__EXERCISE DESCRIPTION__. Read the records below. Copy each line where the string "white" occurs.

[[ DATA UNDER STUDY, beginning ]]

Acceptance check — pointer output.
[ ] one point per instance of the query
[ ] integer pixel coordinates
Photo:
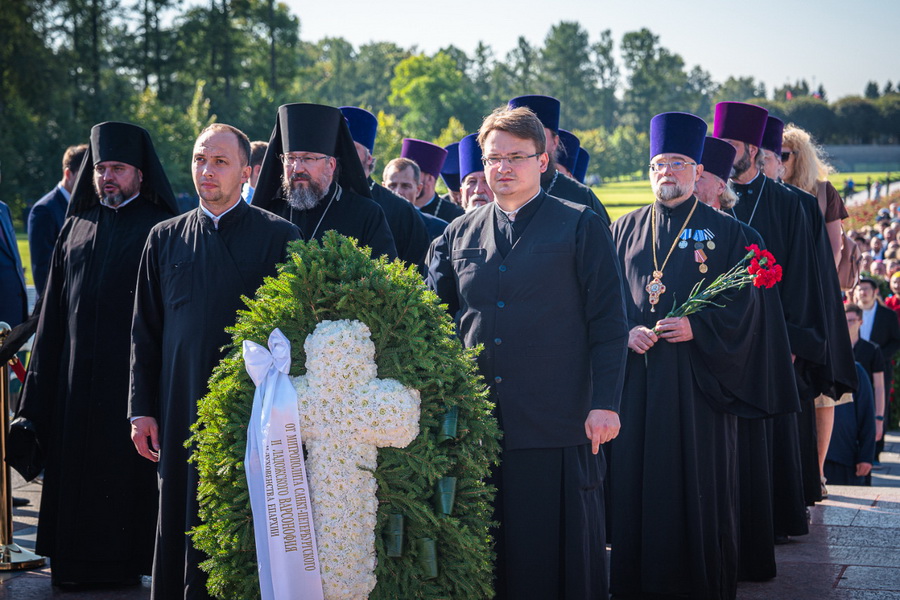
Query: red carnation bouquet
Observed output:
(758, 267)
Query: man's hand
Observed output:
(144, 429)
(601, 426)
(675, 329)
(641, 339)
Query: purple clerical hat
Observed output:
(677, 133)
(469, 156)
(773, 135)
(545, 107)
(430, 157)
(567, 154)
(740, 121)
(584, 159)
(450, 171)
(363, 125)
(718, 158)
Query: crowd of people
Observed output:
(692, 444)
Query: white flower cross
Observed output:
(346, 413)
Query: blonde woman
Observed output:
(805, 167)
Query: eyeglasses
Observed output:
(513, 160)
(304, 161)
(675, 165)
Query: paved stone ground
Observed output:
(851, 553)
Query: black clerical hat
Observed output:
(450, 170)
(303, 127)
(129, 144)
(677, 133)
(740, 121)
(569, 145)
(546, 108)
(469, 156)
(363, 125)
(773, 136)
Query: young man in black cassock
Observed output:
(312, 177)
(553, 181)
(98, 506)
(688, 379)
(535, 279)
(404, 220)
(193, 272)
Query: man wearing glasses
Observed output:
(534, 279)
(312, 176)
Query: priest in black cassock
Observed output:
(553, 181)
(535, 280)
(688, 379)
(430, 158)
(98, 506)
(778, 215)
(312, 177)
(840, 349)
(410, 234)
(193, 272)
(755, 456)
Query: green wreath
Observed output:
(415, 344)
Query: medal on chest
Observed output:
(656, 287)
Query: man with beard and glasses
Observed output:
(473, 186)
(553, 181)
(193, 273)
(673, 468)
(312, 176)
(430, 158)
(96, 490)
(780, 218)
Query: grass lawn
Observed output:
(621, 198)
(25, 253)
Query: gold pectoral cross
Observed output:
(655, 288)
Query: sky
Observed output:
(839, 44)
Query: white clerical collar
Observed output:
(511, 214)
(215, 219)
(125, 202)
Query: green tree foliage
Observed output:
(415, 345)
(68, 64)
(432, 89)
(858, 120)
(657, 80)
(740, 89)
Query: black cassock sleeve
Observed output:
(146, 335)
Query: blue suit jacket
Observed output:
(13, 295)
(44, 224)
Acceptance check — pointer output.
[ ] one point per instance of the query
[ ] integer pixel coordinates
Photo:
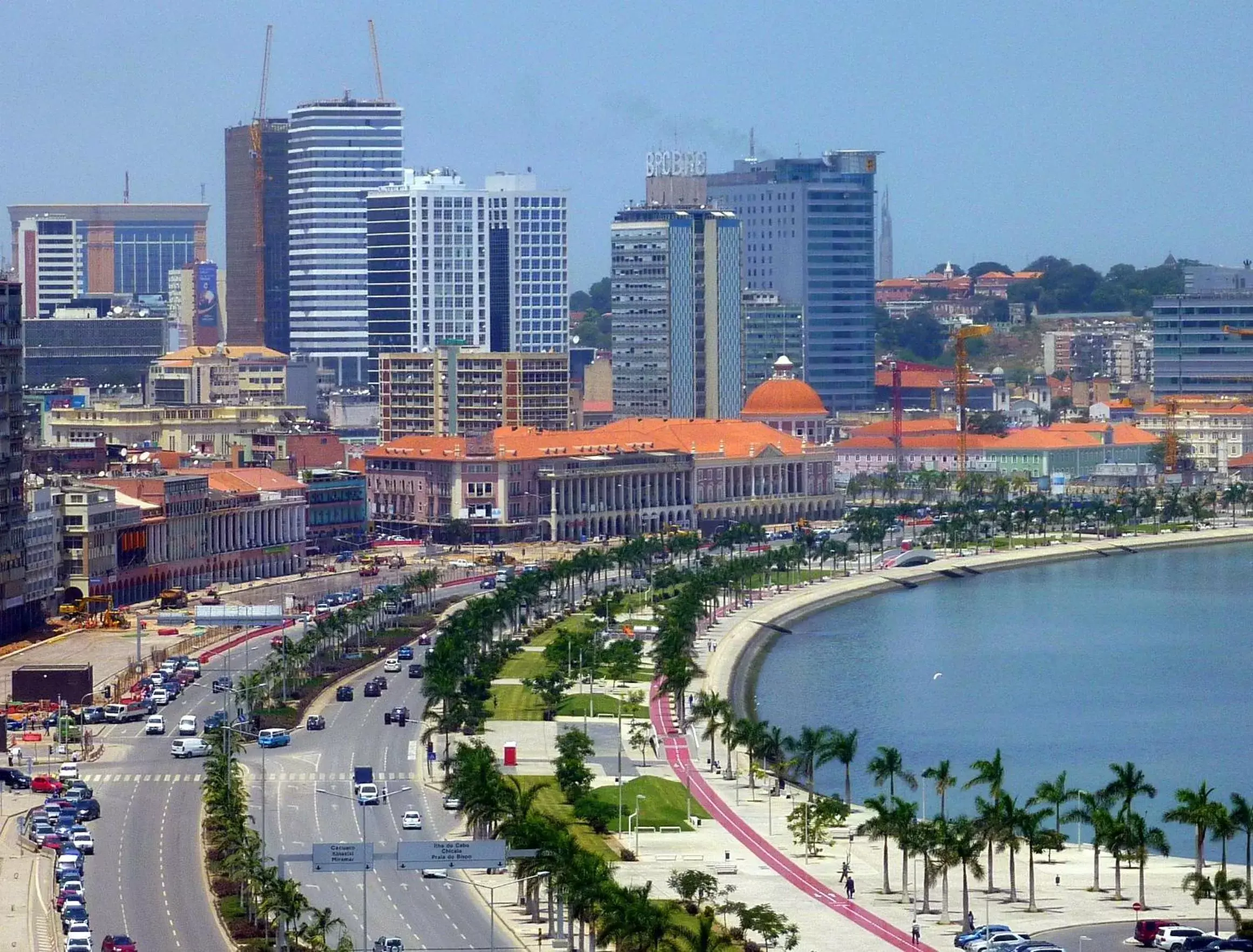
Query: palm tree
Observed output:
(1128, 783)
(842, 747)
(1093, 810)
(1037, 838)
(944, 779)
(715, 711)
(964, 846)
(1222, 828)
(807, 751)
(992, 774)
(1056, 794)
(1141, 838)
(1197, 810)
(1242, 814)
(1223, 890)
(888, 765)
(881, 826)
(702, 939)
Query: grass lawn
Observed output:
(666, 805)
(525, 664)
(513, 702)
(552, 803)
(575, 704)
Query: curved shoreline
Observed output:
(732, 669)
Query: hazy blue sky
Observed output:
(1104, 132)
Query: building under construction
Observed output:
(255, 322)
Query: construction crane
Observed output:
(259, 187)
(374, 51)
(961, 371)
(897, 418)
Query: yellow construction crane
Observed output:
(374, 51)
(259, 185)
(961, 370)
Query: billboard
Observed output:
(208, 312)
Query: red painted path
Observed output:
(680, 757)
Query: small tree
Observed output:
(552, 689)
(639, 738)
(572, 772)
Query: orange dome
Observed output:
(782, 397)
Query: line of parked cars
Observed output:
(1169, 936)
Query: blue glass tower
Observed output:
(810, 239)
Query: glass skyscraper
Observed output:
(338, 149)
(810, 239)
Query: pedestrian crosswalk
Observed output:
(272, 776)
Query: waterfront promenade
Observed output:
(757, 824)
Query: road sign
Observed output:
(442, 855)
(342, 857)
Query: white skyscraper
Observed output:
(338, 149)
(482, 267)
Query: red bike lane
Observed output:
(680, 757)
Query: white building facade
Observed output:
(337, 151)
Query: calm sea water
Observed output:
(1064, 667)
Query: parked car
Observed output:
(1170, 939)
(1147, 930)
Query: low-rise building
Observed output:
(449, 391)
(337, 513)
(1212, 432)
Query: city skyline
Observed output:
(970, 173)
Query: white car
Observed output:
(998, 939)
(1170, 939)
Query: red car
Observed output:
(1147, 930)
(45, 785)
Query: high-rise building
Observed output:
(770, 330)
(483, 268)
(337, 151)
(810, 237)
(676, 285)
(885, 241)
(117, 248)
(260, 311)
(16, 614)
(446, 391)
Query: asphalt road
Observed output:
(425, 914)
(1115, 936)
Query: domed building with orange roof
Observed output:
(790, 406)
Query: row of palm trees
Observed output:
(1000, 822)
(237, 862)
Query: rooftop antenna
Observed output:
(374, 51)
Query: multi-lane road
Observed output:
(147, 875)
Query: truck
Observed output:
(69, 683)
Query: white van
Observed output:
(188, 747)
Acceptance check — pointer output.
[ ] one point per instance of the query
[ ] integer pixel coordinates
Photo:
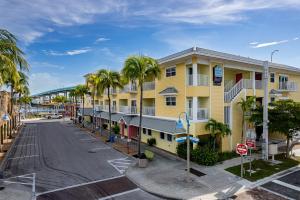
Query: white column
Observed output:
(253, 82)
(195, 74)
(195, 107)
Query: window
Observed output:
(171, 71)
(272, 77)
(171, 101)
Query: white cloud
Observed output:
(68, 53)
(40, 82)
(101, 39)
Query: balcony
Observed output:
(288, 86)
(128, 110)
(202, 80)
(149, 110)
(149, 85)
(202, 113)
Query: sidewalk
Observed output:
(165, 176)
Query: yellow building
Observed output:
(205, 84)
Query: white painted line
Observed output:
(287, 185)
(22, 157)
(272, 192)
(81, 184)
(120, 194)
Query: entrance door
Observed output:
(238, 77)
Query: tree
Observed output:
(217, 129)
(246, 106)
(81, 91)
(140, 68)
(92, 81)
(107, 80)
(284, 118)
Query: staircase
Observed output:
(236, 89)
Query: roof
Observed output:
(55, 91)
(153, 123)
(169, 90)
(225, 56)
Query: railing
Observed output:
(149, 110)
(202, 113)
(149, 85)
(288, 86)
(202, 80)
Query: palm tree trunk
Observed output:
(109, 112)
(141, 118)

[[ DATA UNDER STUDY, end ]]

__RESULT__.
Query: white flower cross
Query: white clerical collar
Query: white skyscraper
Query: white building facade
Query: white car
Query: white van
Query: white column
Query: white cloud
Query: white painted line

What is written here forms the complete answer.